Let the answer be the lines from the one with "black face mask it can find." to the end of the entries, copied exactly with both boundary lines kept.
━━ RECORDS FOR THIS EXERCISE
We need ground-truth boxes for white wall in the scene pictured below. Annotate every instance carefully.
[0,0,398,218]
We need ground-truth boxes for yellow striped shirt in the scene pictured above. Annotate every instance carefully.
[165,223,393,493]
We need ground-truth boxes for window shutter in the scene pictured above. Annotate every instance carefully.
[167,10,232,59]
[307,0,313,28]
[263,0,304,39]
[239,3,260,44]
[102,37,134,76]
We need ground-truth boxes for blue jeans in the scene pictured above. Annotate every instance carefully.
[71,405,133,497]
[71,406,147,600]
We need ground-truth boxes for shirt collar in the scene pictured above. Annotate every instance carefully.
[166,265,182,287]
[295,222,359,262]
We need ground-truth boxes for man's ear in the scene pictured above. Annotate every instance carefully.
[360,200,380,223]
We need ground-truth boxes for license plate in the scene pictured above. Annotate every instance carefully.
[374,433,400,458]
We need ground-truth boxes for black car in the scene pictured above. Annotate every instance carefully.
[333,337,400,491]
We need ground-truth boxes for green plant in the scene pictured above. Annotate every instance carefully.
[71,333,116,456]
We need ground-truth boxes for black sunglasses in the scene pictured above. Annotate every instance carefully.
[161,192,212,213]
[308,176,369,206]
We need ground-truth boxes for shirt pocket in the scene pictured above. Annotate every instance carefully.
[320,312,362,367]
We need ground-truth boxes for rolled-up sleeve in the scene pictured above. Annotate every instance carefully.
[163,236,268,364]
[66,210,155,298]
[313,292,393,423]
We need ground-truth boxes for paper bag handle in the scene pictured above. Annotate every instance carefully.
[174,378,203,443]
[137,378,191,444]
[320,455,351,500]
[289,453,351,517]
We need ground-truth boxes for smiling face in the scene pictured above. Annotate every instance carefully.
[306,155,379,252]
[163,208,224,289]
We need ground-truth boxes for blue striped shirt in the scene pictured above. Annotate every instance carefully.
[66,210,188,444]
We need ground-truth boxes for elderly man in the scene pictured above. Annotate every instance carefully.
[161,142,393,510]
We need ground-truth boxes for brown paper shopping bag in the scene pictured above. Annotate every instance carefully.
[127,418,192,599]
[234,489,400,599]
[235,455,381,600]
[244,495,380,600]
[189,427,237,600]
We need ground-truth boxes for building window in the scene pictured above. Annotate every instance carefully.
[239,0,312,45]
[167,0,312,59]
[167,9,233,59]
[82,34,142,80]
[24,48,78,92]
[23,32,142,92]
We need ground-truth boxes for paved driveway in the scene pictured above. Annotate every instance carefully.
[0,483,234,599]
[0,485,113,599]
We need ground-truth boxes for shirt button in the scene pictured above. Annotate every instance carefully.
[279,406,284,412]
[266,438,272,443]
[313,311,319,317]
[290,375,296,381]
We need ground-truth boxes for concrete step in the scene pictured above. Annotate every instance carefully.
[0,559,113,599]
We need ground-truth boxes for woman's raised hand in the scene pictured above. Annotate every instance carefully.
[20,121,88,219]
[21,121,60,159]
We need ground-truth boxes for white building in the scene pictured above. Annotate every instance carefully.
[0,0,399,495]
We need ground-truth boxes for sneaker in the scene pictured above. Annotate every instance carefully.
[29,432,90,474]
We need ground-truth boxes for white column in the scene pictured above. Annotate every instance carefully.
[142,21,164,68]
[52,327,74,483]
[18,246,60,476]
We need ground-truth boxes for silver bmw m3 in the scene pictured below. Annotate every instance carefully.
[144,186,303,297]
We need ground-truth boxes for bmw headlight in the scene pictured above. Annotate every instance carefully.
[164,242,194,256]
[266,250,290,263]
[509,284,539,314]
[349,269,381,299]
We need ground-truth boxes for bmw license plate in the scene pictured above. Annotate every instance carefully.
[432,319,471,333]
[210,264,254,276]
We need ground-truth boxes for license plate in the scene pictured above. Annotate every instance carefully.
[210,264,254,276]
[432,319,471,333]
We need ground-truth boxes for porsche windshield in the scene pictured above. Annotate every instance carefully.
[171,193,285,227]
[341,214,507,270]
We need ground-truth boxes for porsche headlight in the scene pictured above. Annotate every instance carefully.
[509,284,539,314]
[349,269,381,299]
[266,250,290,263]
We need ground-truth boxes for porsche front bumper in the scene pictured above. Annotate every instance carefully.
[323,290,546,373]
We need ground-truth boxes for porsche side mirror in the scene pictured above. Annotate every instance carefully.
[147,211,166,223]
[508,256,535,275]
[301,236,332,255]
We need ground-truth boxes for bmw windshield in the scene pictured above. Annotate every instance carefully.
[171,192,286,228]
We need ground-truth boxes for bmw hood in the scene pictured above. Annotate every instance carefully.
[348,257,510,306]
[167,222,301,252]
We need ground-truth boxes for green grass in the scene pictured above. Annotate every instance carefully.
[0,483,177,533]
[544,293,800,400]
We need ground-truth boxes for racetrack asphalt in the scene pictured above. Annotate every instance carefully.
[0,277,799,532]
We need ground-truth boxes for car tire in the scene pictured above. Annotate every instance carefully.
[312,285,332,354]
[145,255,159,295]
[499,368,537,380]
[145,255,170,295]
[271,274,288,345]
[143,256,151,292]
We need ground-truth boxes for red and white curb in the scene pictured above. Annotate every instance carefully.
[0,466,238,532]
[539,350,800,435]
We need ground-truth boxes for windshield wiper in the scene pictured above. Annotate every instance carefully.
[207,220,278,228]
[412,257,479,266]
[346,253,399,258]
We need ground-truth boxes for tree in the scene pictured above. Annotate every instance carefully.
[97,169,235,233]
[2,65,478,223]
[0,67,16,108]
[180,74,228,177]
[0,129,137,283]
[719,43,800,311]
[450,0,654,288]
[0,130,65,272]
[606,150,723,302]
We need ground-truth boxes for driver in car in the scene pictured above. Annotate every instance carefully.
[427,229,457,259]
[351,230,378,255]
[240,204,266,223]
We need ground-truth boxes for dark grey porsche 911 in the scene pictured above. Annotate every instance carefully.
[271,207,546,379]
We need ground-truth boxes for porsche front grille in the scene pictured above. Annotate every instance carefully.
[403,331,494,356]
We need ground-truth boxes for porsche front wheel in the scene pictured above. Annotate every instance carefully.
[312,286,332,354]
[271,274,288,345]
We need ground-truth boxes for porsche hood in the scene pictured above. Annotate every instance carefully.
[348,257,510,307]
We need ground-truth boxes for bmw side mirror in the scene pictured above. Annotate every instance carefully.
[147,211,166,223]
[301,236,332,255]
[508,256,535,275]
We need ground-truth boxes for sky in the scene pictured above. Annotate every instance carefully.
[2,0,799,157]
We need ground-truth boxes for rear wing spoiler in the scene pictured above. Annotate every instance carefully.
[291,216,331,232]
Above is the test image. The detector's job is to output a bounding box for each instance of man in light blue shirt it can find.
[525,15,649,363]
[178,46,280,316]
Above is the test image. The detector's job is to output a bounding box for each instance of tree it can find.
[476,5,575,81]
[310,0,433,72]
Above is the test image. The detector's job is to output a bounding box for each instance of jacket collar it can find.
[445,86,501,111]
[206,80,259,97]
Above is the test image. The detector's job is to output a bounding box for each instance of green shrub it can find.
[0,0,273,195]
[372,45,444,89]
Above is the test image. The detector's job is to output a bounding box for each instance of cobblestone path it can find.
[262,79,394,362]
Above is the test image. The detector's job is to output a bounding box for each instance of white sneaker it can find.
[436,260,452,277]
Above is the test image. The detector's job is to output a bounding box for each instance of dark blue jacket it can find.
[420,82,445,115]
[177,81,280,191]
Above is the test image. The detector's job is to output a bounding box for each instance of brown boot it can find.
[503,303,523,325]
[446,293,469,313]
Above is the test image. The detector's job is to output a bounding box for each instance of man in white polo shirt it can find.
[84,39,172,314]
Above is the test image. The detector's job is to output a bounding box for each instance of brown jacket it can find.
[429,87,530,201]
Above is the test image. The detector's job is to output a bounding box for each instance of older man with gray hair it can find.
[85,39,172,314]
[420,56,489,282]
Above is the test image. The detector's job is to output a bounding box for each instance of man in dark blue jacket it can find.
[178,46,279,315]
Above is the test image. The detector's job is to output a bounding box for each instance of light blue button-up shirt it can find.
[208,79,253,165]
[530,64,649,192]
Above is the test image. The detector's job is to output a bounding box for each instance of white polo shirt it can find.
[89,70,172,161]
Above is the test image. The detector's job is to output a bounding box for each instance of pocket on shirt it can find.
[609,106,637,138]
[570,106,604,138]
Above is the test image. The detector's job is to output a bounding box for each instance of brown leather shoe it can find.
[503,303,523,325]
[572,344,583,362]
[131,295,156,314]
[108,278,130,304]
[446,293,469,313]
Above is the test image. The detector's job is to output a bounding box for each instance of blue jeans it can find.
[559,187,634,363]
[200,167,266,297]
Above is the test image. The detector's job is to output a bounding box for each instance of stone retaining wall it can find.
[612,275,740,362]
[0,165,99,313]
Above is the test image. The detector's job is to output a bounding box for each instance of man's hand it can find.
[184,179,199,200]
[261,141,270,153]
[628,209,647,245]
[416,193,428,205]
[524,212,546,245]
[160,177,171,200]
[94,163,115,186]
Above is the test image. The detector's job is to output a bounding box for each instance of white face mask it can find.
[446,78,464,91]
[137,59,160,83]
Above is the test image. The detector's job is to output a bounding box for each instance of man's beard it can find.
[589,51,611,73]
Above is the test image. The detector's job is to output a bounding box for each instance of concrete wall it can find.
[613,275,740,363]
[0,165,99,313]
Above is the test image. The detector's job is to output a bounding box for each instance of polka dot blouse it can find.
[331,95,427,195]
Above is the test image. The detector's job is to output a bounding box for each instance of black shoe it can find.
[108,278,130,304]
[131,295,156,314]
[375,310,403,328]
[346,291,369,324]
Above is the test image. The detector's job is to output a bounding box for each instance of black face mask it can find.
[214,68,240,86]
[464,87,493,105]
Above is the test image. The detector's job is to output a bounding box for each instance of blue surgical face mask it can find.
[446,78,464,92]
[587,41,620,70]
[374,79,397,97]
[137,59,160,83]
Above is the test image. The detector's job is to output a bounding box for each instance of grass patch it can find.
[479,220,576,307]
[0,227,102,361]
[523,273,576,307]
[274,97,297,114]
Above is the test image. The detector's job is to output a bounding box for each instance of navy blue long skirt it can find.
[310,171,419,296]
━━━━
> RESPONSE FOR THIS EXERCISE
Above is the test image. The detector's job is to output a bounding box for each instance of black face mask it can find.
[214,68,240,86]
[464,87,493,105]
Above is the test image. The detector's job is to output a bounding box for each instance of blue surgical face mask it can find.
[446,78,464,92]
[587,41,620,70]
[374,79,397,97]
[137,59,160,83]
Above is the test image. The detector's job is to output a bounding box for each instance of grass patch it can find.
[479,220,576,307]
[0,227,102,361]
[523,273,576,307]
[274,97,297,114]
Above is the test image. The detector's job is to output a bounding box for each instance of navy blue long skirt it can find.
[310,171,419,296]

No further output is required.